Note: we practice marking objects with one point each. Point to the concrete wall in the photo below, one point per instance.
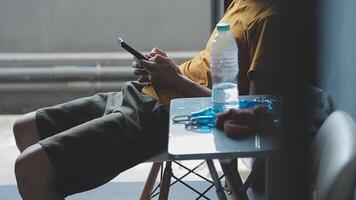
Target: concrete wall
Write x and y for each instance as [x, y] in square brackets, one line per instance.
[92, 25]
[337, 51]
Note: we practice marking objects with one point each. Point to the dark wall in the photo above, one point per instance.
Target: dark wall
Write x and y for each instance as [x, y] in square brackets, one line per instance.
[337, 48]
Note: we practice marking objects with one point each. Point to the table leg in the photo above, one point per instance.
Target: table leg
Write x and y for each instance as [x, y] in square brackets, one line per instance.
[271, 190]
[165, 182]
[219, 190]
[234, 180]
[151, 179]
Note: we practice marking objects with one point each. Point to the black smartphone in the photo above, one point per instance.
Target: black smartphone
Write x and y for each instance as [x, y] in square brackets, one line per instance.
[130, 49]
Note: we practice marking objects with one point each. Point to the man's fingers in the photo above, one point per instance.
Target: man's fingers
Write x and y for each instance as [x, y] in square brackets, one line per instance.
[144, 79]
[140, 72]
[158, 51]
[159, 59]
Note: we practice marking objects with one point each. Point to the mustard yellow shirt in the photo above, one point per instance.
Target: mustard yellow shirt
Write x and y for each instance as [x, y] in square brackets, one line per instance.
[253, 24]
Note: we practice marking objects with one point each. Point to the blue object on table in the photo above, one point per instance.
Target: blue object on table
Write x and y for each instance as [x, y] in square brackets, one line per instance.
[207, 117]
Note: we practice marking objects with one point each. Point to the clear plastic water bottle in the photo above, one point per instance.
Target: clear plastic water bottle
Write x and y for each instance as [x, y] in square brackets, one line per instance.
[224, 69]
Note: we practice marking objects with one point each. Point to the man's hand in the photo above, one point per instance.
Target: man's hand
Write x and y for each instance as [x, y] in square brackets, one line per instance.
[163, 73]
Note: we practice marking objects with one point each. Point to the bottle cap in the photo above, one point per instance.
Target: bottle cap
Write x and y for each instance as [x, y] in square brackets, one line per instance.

## TASK STATEMENT:
A verbatim transcript of the material above, with images dropped, is the expected output.

## EXERCISE RESPONSE:
Note: we practice marking objects with one point each. Point to the concrete wall in the photo below, one point per instance.
Target: concrete wall
Write x and y for each instance as [x, y] in square brackets, one line per instance.
[92, 25]
[337, 51]
Note: we practice marking objects with one point each. Point to the dark wall in the photo above, one point per instance.
Target: dark wall
Write x and y for each instance as [x, y] in square brackets, one line per instance.
[337, 48]
Note: we practice marking objects with one point each. Point to the table leg in the photo above, one point per instance.
Target: table leg
Write x and y for each instance as [x, y] in square brackets, one line per instance.
[271, 190]
[165, 182]
[219, 190]
[234, 180]
[151, 179]
Note: we practice marking objects with one point each. Point to the black smartphone in the photo above, one point per instance.
Target: black smartphone
Write x and y for each instance as [x, y] in square brackets, one line per instance.
[130, 49]
Note: we practice marking objects with one point each. Point to the man's fingers in the photo above, one point per instance.
Target: man's fingers
Write x and y for each instance as [x, y] in square brackets, one line per instance.
[144, 79]
[140, 72]
[158, 51]
[159, 59]
Note: we practice marking objects with one point each. Point to the mustard yellow shirt in the photo above, one point per instance.
Target: mustard yellow shirt
Write x and y for each instance as [x, y] in square brackets, one line per instance.
[253, 24]
Note: we practice marking objects with one point each. Point to the blue object on table in the photo above, one point per instance.
Target: blue object on table
Write x and y for each instance as [x, y] in square brackets, one line per instance.
[207, 117]
Note: we practice marking objects with one point each. Point to the clear plastic water bottle in the photo above, one point per instance.
Target: clear plastic water bottle
Write x and y for each instance as [x, y] in square brackets, one line per instance.
[224, 69]
Note: we practice marking objects with one point each. Point to the man's hand in the photo above, one point per instance.
Target: man's hand
Write x and y for each instance as [x, y] in square brackets, one line per instance.
[163, 73]
Note: we practice marking objects with one point each. Point to the bottle cap in the photo above, one point per instance.
Target: bottle cap
Write x and y for each instance as [x, y] in square brackets, one line per instance.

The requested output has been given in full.